----- データ一覧

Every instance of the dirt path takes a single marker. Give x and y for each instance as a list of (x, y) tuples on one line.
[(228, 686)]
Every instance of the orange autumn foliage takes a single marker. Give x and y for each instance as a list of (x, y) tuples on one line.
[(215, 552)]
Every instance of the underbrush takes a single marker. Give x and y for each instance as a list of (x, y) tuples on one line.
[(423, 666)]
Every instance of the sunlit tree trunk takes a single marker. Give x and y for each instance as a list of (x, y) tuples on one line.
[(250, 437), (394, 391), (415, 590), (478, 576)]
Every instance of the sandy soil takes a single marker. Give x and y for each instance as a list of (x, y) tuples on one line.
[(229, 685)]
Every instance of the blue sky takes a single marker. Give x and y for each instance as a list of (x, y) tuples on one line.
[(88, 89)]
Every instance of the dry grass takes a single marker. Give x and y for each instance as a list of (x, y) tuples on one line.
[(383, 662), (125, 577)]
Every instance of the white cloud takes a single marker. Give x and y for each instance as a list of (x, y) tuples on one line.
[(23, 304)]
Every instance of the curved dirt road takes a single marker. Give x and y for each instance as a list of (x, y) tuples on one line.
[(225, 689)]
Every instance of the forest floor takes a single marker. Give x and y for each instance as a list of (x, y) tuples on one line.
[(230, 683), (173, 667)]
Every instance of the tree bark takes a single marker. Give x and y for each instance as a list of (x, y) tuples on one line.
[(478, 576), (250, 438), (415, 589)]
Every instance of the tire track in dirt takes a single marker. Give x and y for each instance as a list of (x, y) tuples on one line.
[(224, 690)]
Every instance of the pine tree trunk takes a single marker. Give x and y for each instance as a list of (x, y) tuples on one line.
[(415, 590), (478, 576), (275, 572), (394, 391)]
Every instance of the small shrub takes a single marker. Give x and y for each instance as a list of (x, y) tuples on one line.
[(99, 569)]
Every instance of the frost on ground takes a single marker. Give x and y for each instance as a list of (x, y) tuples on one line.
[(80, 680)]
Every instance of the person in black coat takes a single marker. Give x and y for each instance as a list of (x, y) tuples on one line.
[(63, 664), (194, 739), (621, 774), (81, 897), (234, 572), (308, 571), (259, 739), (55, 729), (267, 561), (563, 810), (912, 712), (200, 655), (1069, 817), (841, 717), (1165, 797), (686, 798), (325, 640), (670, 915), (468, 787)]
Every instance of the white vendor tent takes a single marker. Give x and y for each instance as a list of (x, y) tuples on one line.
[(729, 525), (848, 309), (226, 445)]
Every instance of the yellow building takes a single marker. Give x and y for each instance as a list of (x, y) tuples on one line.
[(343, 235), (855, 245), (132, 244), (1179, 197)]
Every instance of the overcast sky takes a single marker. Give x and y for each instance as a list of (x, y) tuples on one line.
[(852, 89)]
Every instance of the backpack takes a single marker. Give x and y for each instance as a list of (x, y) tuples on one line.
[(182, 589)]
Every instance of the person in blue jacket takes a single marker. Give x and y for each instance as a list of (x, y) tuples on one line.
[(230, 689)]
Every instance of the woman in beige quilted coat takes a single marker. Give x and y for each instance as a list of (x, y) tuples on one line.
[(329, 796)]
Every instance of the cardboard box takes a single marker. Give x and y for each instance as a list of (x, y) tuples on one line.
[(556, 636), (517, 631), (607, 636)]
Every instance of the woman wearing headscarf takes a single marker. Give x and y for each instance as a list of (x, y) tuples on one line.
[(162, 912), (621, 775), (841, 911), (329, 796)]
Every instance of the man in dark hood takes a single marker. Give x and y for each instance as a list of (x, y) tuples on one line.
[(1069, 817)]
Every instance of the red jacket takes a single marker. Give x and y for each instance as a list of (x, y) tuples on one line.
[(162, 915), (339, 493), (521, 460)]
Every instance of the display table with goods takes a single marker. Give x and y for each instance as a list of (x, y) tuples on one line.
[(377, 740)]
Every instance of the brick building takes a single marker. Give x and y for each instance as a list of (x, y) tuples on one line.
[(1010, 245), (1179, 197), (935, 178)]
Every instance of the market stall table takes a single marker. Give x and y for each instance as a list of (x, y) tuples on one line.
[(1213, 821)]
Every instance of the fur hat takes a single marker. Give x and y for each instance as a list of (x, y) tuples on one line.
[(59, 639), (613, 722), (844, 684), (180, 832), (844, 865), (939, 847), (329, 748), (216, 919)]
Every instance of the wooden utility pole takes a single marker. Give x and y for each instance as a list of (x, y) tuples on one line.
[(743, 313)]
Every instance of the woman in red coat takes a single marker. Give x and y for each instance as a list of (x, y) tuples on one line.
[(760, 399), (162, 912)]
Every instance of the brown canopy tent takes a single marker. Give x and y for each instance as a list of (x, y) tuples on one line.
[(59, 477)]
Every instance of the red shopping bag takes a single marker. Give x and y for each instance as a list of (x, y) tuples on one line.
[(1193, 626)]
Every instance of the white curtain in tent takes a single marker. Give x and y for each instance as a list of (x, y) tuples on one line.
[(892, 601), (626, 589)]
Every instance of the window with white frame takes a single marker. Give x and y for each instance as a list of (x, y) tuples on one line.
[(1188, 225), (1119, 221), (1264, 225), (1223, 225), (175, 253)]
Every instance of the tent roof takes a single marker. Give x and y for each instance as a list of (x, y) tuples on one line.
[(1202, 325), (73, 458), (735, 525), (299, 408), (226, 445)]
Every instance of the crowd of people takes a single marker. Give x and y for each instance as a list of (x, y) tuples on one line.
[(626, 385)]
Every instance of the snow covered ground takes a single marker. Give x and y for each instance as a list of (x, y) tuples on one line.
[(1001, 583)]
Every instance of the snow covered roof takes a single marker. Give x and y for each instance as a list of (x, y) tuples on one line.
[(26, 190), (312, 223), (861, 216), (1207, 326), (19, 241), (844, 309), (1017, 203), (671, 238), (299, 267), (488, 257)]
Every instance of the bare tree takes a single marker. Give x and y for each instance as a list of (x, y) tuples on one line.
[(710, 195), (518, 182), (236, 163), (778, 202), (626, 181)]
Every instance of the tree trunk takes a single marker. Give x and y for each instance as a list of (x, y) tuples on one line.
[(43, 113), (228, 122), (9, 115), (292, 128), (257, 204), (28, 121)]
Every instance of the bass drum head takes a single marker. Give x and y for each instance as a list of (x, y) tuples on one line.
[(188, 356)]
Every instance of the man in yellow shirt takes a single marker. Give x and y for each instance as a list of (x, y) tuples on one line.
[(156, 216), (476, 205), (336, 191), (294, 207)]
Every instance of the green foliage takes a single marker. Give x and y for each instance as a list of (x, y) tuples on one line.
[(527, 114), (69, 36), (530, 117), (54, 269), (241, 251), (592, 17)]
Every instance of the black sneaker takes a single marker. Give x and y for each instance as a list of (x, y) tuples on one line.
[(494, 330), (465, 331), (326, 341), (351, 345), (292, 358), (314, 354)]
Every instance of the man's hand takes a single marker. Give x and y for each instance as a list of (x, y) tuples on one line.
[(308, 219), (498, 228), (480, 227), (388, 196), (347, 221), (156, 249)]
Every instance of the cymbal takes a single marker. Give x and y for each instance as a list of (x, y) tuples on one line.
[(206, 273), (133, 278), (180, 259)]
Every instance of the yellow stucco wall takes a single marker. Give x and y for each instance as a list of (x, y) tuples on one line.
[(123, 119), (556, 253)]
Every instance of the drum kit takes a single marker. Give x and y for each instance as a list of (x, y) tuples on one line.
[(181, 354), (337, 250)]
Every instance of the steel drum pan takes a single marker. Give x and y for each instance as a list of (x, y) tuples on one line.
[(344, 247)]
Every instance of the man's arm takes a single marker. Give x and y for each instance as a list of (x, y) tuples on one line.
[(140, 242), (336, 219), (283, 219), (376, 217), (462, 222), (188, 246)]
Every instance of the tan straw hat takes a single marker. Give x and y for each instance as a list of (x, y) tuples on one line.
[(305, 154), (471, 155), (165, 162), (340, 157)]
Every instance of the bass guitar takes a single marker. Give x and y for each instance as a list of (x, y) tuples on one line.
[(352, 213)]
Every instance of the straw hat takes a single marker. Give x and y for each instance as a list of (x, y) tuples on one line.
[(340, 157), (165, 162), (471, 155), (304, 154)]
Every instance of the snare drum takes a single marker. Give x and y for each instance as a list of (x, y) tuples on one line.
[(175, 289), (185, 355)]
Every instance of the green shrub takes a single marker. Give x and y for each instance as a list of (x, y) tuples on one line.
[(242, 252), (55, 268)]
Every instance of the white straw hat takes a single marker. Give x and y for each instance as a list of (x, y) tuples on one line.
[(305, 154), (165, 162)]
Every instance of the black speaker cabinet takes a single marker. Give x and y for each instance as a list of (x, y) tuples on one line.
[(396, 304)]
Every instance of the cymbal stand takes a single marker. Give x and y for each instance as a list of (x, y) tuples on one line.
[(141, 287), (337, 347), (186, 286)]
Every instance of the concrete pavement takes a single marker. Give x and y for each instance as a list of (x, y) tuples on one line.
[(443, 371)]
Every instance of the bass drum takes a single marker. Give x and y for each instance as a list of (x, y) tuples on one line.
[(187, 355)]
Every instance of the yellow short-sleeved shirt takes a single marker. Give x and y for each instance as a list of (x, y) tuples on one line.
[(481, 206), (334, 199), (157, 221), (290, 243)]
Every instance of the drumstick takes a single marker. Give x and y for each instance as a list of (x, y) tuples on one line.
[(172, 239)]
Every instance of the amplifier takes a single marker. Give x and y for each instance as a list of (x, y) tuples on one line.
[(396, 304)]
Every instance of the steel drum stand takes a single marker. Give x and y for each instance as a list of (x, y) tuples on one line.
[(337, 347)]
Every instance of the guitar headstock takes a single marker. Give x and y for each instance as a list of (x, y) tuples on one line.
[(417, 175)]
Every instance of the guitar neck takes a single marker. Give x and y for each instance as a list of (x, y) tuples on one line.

----------

先頭の行から「[(215, 552)]」を含む行まで、両端を含むすべての行を改めて書き出すこと。答えにある座標の数値は、どれも78を足してずらすこと。

Every instance of the dirt path takes a single marker. Give x and y for each instance as a list of (x, y) tuples on one line.
[(306, 764)]
Every instance of the orange autumn foliage takes a single marker. Give x and y for each instance as a list of (x, y) tuples on one line.
[(293, 630)]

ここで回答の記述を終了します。